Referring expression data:
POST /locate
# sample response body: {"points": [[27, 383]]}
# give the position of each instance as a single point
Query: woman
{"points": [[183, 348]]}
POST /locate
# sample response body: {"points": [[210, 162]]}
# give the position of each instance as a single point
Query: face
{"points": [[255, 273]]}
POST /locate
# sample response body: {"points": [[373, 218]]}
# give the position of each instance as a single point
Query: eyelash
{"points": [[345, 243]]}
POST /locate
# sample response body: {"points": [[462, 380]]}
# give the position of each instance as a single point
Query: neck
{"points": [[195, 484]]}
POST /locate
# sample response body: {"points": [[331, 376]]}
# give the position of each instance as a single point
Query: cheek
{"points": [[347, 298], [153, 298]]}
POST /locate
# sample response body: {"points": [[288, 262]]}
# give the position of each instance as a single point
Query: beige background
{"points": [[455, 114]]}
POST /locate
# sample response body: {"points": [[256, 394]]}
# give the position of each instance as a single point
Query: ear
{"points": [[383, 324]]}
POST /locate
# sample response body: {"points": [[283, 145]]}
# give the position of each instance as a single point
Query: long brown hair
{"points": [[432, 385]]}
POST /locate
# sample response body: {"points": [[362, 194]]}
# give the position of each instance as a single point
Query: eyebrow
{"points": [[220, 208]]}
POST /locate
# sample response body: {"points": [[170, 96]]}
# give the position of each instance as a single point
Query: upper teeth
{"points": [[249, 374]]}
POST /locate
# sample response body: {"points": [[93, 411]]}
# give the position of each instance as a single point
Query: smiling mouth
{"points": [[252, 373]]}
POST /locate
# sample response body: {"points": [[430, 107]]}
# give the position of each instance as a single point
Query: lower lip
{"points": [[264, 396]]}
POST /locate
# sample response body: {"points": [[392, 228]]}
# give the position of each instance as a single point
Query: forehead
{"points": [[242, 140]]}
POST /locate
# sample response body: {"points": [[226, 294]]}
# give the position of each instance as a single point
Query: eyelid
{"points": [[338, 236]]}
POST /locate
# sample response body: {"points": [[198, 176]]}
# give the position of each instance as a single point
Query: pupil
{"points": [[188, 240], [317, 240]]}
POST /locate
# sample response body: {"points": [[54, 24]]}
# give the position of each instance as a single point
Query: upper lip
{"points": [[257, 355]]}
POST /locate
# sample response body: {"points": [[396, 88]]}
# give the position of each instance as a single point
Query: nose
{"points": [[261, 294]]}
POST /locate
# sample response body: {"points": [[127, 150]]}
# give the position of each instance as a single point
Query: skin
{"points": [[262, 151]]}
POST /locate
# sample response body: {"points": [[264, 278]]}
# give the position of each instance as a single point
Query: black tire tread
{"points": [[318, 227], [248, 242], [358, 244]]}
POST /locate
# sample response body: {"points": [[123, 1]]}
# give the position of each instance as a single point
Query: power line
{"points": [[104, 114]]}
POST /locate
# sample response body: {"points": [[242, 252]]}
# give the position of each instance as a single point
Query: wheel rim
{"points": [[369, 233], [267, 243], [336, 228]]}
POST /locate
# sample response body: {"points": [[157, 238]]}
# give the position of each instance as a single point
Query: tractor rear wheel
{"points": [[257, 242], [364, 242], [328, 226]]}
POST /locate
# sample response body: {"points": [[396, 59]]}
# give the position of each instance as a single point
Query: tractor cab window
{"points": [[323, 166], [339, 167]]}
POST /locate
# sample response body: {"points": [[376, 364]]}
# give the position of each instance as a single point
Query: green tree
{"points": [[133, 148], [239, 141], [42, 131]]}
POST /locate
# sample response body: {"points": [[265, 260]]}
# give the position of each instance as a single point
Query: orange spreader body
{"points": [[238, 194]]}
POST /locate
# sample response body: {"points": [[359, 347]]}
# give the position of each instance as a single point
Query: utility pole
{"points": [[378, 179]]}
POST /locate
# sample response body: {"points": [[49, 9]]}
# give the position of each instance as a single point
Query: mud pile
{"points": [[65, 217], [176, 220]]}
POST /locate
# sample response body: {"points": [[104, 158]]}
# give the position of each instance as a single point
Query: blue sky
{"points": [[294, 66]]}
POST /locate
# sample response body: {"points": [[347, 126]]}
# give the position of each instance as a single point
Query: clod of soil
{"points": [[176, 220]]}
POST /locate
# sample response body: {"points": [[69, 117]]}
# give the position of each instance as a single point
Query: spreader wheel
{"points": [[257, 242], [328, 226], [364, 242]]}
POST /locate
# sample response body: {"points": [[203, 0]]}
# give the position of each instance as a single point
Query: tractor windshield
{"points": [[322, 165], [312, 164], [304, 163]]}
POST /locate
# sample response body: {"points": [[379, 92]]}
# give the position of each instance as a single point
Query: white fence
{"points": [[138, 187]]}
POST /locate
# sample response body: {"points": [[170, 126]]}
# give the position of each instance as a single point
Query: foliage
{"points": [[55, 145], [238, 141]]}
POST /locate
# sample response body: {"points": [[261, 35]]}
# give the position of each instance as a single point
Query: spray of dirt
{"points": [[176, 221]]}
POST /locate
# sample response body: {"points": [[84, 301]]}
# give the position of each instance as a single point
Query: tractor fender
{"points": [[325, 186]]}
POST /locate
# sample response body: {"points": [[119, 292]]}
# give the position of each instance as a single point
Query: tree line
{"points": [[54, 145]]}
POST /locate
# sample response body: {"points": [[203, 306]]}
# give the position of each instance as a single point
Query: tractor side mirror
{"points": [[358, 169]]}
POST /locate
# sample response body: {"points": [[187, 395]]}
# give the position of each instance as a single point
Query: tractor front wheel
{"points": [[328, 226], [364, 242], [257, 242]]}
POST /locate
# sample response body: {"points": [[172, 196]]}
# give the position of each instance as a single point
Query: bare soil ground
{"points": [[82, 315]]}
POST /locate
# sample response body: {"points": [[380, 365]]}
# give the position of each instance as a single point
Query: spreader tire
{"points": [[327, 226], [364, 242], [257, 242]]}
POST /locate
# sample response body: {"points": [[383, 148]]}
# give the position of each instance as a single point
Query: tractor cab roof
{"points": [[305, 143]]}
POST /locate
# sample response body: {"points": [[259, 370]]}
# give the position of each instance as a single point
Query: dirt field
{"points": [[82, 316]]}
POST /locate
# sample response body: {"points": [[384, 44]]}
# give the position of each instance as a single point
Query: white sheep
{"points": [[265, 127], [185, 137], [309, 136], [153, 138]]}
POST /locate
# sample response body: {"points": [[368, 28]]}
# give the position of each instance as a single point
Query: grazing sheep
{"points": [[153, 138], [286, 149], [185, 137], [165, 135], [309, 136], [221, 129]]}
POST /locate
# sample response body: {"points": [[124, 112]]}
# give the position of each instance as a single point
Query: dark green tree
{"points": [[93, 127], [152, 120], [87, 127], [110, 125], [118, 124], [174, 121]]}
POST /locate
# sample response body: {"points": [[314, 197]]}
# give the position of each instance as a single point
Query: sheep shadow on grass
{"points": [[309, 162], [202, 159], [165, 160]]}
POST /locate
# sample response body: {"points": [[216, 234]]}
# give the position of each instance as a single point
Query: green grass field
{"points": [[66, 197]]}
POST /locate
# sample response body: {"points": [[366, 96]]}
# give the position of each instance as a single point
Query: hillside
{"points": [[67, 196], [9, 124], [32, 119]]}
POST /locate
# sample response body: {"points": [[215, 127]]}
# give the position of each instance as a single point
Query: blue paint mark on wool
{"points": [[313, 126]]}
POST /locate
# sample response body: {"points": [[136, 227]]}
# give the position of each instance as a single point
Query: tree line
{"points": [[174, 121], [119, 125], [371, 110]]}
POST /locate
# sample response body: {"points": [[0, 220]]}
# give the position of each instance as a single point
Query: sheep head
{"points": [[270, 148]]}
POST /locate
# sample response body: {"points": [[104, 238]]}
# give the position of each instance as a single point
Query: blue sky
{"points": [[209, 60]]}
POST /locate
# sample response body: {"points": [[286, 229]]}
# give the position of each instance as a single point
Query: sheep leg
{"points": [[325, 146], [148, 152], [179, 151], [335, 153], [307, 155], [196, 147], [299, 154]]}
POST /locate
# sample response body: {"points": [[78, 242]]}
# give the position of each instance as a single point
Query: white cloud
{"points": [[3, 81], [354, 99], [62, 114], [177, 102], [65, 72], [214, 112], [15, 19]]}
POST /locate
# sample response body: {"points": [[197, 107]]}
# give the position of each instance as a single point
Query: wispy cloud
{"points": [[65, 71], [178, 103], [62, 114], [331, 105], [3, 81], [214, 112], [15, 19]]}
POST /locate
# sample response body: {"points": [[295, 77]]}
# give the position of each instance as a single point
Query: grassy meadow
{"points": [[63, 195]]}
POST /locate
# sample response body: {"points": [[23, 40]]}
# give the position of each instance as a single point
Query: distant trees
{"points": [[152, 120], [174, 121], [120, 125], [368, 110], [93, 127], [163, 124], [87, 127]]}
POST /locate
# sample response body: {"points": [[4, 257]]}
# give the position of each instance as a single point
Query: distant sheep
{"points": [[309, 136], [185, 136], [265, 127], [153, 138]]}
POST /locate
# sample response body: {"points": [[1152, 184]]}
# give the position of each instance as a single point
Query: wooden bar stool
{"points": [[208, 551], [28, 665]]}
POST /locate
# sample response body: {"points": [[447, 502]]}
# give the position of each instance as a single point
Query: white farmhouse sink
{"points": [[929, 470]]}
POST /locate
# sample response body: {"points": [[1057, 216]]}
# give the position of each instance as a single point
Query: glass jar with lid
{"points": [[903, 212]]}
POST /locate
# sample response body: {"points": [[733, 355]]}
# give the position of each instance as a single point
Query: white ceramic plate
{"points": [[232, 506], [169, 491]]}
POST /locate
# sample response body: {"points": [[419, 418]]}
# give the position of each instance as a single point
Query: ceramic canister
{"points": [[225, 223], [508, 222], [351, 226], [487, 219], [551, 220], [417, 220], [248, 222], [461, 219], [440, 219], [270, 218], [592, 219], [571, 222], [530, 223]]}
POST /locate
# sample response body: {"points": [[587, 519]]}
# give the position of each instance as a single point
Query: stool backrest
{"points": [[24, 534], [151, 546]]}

▸ ASSIGNED TASK:
Set down exactly what runs from the line with "Query: glass jar with lid" to the last line of the data above, including both of those lines and no others.

▸ PROBLEM SOLUTION:
Query: glass jar with lid
{"points": [[903, 212]]}
POST /locate
# sample response body: {"points": [[733, 355]]}
# give the position of each instance as a single point
Query: white ceramic plate
{"points": [[232, 506], [169, 491]]}
POST /locate
# sample response body: {"points": [[419, 418]]}
# give the position of each instance as a single point
Query: ceramic canister
{"points": [[225, 223], [508, 222], [351, 226], [487, 219], [551, 220], [417, 220], [248, 222], [461, 219], [440, 219], [270, 218], [592, 219], [571, 222], [530, 223]]}
POST /locate
# sample response body: {"points": [[587, 519]]}
# give the position of each instance as a single point
Query: stool backrest
{"points": [[24, 534], [151, 546]]}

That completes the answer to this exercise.